Extracted data entries
----

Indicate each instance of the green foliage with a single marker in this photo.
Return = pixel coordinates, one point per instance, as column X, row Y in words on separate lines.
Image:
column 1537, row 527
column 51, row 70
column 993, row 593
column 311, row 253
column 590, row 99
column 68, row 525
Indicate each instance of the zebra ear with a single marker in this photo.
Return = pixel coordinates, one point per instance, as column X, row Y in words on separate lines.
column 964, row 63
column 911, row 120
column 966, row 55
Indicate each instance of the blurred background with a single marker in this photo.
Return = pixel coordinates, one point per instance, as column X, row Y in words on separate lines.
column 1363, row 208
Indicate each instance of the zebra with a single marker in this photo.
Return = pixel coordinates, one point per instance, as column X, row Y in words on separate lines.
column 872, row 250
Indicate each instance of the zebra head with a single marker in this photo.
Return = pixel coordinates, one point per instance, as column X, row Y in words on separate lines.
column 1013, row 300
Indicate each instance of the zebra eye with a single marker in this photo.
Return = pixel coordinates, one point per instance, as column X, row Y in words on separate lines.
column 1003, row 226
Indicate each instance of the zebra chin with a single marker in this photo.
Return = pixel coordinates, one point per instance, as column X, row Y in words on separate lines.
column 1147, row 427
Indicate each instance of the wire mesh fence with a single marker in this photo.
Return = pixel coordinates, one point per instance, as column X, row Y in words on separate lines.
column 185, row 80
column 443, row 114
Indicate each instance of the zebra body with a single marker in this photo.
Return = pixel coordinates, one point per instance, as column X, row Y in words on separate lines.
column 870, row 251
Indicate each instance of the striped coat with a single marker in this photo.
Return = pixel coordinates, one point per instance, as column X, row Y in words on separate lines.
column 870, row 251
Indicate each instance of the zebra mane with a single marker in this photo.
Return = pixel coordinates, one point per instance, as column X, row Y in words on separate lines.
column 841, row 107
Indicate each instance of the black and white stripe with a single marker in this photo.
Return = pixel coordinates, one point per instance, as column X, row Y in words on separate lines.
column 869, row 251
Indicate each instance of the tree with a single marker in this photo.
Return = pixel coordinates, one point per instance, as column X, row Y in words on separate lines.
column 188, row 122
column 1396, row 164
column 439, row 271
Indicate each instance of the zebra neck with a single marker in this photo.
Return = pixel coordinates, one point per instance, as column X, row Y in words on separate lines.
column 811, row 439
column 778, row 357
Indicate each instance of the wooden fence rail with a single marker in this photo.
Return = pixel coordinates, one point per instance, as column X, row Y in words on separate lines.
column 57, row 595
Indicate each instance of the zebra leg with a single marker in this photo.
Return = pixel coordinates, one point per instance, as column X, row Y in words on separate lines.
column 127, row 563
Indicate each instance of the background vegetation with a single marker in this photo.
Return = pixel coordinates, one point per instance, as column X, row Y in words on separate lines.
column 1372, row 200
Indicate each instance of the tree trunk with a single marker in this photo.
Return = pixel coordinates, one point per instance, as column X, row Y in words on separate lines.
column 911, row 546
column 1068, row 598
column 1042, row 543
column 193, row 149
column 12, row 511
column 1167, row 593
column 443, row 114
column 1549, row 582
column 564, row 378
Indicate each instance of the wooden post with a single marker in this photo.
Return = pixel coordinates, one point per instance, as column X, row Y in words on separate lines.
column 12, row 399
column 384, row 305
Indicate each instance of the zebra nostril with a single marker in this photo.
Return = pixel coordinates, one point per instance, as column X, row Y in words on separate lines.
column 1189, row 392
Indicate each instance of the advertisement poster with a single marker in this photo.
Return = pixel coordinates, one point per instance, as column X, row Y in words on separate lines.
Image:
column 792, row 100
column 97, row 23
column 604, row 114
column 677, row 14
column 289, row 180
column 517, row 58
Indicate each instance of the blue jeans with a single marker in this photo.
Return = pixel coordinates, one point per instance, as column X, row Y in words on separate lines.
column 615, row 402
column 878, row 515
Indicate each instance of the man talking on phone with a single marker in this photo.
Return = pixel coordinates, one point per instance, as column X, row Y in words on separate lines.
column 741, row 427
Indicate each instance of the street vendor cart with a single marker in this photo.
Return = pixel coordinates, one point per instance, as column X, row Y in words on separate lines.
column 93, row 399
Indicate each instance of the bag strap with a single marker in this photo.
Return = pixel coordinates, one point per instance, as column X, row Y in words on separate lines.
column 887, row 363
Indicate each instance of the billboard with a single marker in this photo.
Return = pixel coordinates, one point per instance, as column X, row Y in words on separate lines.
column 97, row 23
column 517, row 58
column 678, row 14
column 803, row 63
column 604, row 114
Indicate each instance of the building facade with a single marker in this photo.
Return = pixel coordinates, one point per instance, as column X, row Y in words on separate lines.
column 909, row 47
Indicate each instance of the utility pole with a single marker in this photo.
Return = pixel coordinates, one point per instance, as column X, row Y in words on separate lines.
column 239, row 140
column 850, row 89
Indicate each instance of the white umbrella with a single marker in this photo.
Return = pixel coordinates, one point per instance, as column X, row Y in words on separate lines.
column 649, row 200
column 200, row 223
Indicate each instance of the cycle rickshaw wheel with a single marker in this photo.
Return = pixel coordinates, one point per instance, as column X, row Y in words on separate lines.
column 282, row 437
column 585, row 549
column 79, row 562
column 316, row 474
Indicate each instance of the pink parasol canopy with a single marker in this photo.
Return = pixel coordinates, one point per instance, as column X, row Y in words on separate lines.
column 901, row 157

----

### Brief
Switch "marker" to "dot" throughout the material, from its first line up to and including the line with "column 872, row 250". Return only those lines, with nothing else changed.

### The answer
Indicate each instance of the green foliage with a single dot in this photo.
Return = pixel coordinates, one point per instance, as column X, row Y in words on separate lines.
Image:
column 1537, row 527
column 51, row 70
column 993, row 593
column 311, row 253
column 590, row 99
column 68, row 525
Indicate each instance of the zebra ear with a single dot in this photo.
Return = pixel coordinates, one point per instance, as column X, row Y in words on separate lines.
column 964, row 63
column 911, row 120
column 966, row 55
Indicate each instance of the blurred background with a single dot in this photo.
Return = pixel coordinates, one point per instance, as column X, row Y in words on separate lines.
column 1363, row 208
Indicate each instance of the zebra with a single dot in this photo.
Return = pixel coordinates, one point per instance, as column X, row Y in words on separate lines.
column 872, row 250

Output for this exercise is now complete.